▸ **SOURCE INFORMATION**
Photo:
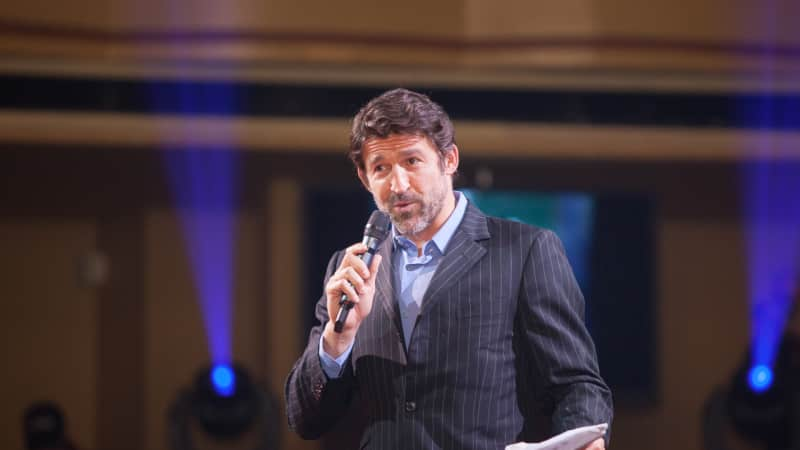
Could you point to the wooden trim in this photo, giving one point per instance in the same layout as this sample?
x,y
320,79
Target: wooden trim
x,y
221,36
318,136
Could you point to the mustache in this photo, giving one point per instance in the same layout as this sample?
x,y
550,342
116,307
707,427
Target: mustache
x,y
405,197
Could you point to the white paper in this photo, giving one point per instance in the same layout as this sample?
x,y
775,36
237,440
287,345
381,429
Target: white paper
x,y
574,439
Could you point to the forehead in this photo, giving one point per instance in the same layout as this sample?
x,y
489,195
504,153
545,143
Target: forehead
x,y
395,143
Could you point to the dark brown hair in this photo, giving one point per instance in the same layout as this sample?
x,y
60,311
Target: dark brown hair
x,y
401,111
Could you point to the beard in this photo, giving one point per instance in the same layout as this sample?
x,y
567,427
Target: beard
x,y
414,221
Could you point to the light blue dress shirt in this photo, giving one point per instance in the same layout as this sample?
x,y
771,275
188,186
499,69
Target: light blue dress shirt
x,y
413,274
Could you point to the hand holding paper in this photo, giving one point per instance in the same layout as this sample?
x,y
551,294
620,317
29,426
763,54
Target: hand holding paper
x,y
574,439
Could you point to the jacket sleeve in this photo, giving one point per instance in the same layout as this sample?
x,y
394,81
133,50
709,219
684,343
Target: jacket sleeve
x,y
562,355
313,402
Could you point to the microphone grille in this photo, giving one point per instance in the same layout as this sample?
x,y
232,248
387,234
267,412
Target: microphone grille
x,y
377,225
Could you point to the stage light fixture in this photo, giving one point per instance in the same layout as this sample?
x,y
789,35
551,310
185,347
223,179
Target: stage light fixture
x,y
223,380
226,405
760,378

▸ **YOUR ASSIGNMENT**
Please go through the data and copy each line containing the word "instance".

▸ **FINAL ANSWER**
Could you point to the wooden trim in this photo, giving one point per instance in the same layout as this sample?
Could you point to the mustache in this photo, giving one point per instance in the same layout as this sample?
Could you point to the white paper in this photo, giving one point per instance in the same layout as this sample?
Could you point to the forehead in this photo, giving one point per instance in the same layout as this sample?
Could you point to the dark brown hair in this photo, giving one point per instance in the same layout as this sample?
Could you point to the beard in this photo, giving one point per instance in the same layout as this sample?
Could you point to the light blue dress shirt in this photo, giving one point per instance in the same layout as this sample?
Could you point to the hand holding paper in this photo, giving one point per instance in the same layout as this sample?
Could you point to the jacket sleeve in this photo, giving one point per instance in the same layout as this sample?
Could you point to the microphone grille in this photo, giving one point per instance in the same layout as this sample?
Could you point to the stage light fixture in this photo, giving one point per instance in the same layout as this sample?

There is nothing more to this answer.